§ What you need to do: Which lines in the data below contain the word "wall"? Copy each of them.

---- Available data

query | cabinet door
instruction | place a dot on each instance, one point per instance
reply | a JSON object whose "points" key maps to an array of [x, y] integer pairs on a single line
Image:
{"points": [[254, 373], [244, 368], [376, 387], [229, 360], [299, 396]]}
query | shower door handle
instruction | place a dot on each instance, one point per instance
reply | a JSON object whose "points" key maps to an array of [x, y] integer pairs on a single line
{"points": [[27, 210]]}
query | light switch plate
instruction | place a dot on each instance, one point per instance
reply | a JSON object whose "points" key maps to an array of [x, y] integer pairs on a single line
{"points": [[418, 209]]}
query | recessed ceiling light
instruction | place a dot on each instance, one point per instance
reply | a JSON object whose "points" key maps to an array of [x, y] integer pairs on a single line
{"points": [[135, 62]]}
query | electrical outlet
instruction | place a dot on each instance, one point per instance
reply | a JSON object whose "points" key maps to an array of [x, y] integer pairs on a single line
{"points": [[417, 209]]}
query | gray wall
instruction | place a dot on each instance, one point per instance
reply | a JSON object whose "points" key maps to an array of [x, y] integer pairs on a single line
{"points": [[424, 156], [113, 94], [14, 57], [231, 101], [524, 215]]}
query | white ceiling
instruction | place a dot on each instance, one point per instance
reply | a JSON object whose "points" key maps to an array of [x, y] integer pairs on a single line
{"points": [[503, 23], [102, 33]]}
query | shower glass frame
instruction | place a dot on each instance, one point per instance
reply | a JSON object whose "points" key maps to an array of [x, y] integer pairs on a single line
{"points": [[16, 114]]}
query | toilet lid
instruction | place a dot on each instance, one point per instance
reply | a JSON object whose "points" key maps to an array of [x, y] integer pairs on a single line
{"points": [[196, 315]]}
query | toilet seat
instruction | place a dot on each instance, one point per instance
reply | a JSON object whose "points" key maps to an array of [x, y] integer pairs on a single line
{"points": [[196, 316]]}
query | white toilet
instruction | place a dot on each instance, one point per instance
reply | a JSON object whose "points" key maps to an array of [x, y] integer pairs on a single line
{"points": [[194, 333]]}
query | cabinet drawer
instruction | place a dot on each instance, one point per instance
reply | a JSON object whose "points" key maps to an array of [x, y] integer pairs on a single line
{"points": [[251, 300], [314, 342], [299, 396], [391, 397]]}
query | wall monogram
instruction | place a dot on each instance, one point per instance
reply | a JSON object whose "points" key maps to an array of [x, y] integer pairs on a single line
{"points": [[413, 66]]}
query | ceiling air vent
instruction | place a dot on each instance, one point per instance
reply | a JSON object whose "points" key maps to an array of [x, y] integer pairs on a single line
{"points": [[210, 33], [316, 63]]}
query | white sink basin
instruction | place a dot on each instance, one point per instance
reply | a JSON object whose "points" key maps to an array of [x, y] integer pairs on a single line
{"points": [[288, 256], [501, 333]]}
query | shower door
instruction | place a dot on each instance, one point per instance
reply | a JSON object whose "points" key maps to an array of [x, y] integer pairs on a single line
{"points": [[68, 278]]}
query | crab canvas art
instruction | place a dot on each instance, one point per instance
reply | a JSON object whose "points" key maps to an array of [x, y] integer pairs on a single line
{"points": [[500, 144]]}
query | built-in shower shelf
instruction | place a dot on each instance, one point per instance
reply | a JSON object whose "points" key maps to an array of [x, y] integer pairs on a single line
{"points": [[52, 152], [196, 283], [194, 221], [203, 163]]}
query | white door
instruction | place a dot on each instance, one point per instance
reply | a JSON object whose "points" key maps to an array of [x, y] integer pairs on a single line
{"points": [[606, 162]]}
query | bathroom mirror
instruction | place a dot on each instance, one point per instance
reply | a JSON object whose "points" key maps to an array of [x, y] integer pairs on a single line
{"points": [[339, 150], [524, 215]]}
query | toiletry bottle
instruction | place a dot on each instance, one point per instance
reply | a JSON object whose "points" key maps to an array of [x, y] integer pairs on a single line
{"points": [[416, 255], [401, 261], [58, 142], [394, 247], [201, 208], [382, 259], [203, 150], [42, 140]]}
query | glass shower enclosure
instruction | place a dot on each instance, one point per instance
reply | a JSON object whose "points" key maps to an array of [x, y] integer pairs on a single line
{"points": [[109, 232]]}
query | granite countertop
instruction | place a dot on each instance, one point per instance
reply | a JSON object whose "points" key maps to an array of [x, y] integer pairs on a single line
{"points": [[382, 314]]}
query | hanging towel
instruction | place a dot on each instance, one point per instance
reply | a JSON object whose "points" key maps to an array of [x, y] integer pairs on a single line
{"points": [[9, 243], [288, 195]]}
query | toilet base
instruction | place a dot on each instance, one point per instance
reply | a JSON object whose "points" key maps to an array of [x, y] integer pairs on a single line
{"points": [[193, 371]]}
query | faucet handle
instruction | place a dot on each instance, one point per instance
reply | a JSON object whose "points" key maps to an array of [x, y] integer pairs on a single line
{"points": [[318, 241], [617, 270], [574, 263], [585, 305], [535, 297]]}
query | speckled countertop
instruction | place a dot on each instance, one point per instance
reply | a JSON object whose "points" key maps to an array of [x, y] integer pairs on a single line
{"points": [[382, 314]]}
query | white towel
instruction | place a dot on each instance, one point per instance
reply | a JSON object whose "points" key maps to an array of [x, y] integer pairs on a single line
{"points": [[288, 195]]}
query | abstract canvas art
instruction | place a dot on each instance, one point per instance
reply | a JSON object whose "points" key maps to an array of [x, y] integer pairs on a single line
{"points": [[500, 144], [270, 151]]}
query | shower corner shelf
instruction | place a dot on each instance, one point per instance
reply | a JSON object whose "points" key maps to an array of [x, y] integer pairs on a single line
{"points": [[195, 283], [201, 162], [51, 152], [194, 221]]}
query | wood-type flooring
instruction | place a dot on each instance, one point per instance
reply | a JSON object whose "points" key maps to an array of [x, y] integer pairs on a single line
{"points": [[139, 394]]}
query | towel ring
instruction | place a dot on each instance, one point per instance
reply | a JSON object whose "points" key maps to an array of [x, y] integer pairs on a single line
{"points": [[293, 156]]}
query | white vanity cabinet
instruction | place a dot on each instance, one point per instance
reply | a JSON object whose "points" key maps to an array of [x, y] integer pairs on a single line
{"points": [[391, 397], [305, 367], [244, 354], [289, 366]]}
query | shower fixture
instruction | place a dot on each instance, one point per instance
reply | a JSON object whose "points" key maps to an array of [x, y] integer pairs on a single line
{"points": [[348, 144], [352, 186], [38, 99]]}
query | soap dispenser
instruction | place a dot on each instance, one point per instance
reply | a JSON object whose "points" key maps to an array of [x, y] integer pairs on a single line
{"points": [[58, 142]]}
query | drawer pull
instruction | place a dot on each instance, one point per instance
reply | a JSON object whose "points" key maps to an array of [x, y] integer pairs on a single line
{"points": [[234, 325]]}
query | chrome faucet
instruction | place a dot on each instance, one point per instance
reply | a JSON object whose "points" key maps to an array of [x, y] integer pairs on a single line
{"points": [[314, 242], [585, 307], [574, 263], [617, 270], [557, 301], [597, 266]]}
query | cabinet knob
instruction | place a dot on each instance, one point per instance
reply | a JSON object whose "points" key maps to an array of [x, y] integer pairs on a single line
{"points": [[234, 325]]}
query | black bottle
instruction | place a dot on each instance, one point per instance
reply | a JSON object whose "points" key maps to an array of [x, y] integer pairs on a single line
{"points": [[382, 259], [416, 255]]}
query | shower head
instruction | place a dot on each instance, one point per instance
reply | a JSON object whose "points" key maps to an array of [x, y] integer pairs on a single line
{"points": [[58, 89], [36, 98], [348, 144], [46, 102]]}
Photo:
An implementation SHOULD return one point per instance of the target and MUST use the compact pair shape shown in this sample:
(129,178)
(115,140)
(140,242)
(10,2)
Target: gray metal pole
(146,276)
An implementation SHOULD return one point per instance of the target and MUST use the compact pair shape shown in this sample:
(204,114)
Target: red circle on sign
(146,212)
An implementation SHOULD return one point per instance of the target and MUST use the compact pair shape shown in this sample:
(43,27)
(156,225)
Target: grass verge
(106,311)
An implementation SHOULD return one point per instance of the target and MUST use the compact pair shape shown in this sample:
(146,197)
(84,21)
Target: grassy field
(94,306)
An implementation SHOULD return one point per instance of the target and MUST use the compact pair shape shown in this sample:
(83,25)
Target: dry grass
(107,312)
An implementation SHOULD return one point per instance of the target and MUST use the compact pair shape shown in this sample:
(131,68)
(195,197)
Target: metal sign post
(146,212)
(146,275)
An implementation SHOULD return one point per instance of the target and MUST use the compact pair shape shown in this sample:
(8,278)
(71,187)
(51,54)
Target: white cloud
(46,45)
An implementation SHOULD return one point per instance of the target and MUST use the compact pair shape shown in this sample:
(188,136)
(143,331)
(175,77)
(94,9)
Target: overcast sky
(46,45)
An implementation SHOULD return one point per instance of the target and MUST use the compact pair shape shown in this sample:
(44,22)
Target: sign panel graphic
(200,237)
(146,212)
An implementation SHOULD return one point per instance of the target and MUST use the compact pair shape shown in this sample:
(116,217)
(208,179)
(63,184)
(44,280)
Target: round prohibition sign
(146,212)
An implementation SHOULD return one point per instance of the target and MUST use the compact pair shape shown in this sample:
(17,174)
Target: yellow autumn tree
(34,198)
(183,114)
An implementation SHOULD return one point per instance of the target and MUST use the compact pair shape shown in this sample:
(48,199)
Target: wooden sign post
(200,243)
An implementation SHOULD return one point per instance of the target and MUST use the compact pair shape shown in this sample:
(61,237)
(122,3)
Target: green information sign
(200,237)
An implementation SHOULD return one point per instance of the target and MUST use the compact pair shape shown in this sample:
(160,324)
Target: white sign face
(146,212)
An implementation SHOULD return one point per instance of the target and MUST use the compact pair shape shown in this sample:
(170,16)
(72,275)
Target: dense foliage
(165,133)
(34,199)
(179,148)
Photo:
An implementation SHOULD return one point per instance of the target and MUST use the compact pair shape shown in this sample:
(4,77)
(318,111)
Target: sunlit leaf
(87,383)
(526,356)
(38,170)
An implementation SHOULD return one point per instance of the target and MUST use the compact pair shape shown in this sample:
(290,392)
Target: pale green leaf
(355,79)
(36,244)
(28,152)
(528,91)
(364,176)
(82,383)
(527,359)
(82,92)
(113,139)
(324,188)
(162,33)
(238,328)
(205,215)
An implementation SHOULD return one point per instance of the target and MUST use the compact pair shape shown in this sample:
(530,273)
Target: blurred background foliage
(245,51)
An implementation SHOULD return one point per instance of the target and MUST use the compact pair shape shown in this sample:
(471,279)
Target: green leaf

--------

§ Response area:
query | gray wall
query | wall monogram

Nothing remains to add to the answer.